=== EXERCISE INPUT ===

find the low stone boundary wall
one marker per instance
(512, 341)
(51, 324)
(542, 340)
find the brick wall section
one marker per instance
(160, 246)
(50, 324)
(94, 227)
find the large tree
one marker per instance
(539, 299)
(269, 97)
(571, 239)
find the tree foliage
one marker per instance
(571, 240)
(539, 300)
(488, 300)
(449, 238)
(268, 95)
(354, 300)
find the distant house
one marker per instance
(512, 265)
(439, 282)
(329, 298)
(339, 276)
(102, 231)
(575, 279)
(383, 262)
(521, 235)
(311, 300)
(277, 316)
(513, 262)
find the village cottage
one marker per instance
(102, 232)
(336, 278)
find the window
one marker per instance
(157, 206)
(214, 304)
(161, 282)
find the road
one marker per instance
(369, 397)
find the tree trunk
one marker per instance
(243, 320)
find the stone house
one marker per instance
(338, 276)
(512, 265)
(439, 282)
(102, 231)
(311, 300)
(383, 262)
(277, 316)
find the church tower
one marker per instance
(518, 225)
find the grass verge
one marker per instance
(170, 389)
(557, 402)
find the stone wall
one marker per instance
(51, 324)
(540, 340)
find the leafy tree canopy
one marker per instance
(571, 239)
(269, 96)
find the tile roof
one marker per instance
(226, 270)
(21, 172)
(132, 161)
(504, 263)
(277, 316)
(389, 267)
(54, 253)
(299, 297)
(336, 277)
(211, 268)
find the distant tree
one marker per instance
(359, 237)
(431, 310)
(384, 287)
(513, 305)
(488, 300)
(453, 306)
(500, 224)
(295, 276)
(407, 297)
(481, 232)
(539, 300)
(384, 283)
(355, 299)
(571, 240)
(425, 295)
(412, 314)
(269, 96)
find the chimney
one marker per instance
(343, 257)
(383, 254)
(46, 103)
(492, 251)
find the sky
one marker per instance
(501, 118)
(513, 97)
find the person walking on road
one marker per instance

===

Every record, word for word, must be returned.

■ WRITTEN RESPONSE
find the low stone boundary wall
one marker per instance
(512, 341)
(51, 324)
(542, 340)
find the brick wall section
one marker per instance
(160, 246)
(50, 324)
(94, 227)
find the large tree
one marker per instance
(539, 299)
(269, 97)
(571, 239)
find the tree foliage
one marker per instance
(571, 240)
(539, 300)
(488, 300)
(449, 238)
(268, 95)
(354, 300)
find the distant house
one marker per instance
(512, 265)
(439, 282)
(329, 298)
(339, 276)
(102, 231)
(575, 279)
(383, 262)
(521, 235)
(311, 300)
(277, 316)
(513, 262)
find the village cottage
one marker per instance
(102, 232)
(336, 278)
find the window
one marker per instance
(157, 206)
(214, 304)
(161, 282)
find the road
one marker per instance
(369, 397)
find the tree trunk
one marker per instance
(243, 320)
find the stone house
one marker per instance
(338, 276)
(512, 265)
(439, 282)
(102, 231)
(311, 300)
(383, 262)
(277, 316)
find the church tower
one marker per instance
(518, 225)
find the grass verge
one marker per instance
(170, 389)
(557, 402)
find the stone wall
one marker per instance
(51, 324)
(540, 340)
find the leafy tree canopy
one marker per instance
(571, 239)
(269, 96)
find the tile roof
one marker per instance
(226, 270)
(21, 172)
(132, 161)
(504, 263)
(277, 316)
(389, 267)
(54, 253)
(299, 297)
(336, 277)
(211, 268)
find the distant tree
one marker per instance
(359, 237)
(431, 310)
(384, 287)
(513, 305)
(488, 300)
(453, 306)
(500, 224)
(295, 276)
(407, 297)
(481, 232)
(539, 300)
(384, 283)
(355, 299)
(571, 240)
(425, 295)
(412, 314)
(269, 96)
find the chimney
one marker per instance
(343, 257)
(383, 254)
(46, 103)
(492, 251)
find the sky
one marker per instance
(501, 118)
(513, 97)
find the person walking on road
one marker per instance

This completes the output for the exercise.